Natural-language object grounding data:
------------

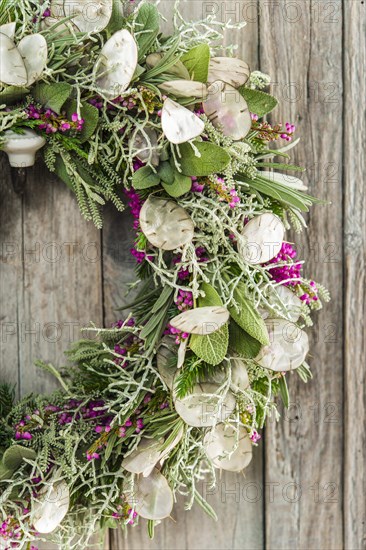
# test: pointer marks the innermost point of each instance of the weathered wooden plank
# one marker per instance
(240, 511)
(354, 284)
(300, 47)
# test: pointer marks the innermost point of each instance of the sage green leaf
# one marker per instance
(89, 113)
(213, 159)
(166, 172)
(14, 455)
(146, 28)
(12, 94)
(197, 61)
(144, 178)
(248, 317)
(258, 102)
(242, 343)
(180, 186)
(53, 96)
(212, 348)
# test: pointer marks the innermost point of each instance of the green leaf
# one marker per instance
(144, 178)
(12, 94)
(247, 317)
(197, 61)
(181, 185)
(213, 159)
(242, 343)
(258, 102)
(147, 28)
(53, 96)
(284, 391)
(89, 113)
(212, 348)
(14, 455)
(166, 172)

------------

### EXERCISE
Read the entries above, then pull out the lines that include "marks".

### RESULT OF THE TASK
# test: pointer marks the innermost point of each instance of the weathered wooden plank
# test: pointer marks the innermost point of each instance of the sage green leaf
# test: pointer marks the innermost point of each instance of the green leaf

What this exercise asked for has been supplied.